*Data listing*:
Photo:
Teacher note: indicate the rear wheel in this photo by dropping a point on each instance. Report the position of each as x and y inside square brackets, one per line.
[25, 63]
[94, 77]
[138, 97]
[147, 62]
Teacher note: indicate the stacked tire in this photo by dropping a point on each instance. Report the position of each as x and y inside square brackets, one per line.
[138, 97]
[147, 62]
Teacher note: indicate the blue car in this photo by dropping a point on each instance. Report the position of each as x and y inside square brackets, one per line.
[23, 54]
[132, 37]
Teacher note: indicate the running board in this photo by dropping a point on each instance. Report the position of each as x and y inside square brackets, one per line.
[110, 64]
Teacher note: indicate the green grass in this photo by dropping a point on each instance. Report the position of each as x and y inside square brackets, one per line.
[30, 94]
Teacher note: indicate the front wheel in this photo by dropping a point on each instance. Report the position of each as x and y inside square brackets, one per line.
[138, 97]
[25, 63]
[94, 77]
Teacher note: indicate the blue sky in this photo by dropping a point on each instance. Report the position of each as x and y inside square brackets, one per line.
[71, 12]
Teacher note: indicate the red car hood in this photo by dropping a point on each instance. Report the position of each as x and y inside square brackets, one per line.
--
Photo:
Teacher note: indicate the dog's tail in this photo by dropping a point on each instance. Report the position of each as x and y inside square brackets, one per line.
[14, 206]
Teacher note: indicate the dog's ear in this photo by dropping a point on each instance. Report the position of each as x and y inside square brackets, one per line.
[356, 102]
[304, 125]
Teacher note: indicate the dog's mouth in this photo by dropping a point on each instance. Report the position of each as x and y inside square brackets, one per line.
---
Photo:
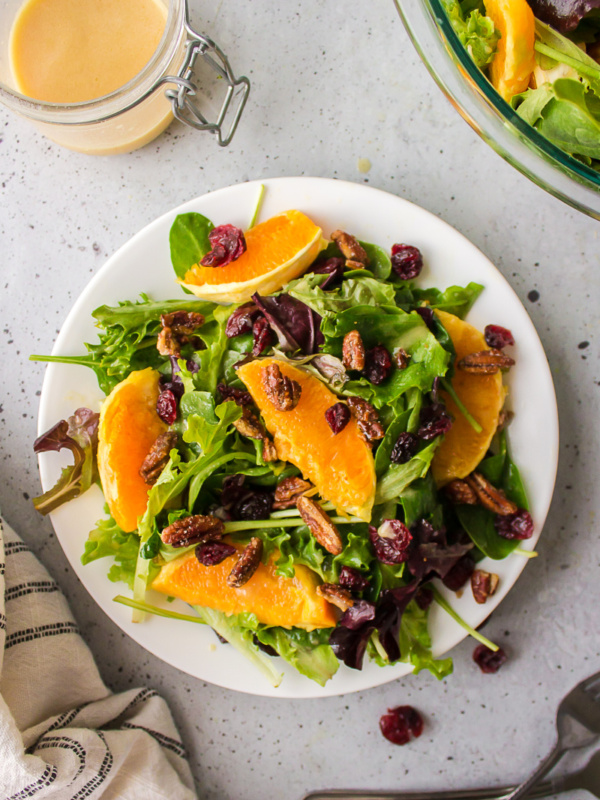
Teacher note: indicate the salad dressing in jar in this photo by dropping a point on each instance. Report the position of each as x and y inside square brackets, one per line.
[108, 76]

*Directions*: Reproduce word for word the lines of the listing above, everything from the line containing "Teacher note: indicate the blue sky" down to the line containing "Teacher note: indicate the red", with both end lines included.

*Correct output*:
Teacher note: indicate the blue sky in this photo by dropping a point on each instance. Report the position of each as x and y inside square brackets, one per line.
[71, 12]
Teacher note: indicate the red car hood in this photo by dropping a point on each instance. Report the position of each as x and y inside square brackets, one per line.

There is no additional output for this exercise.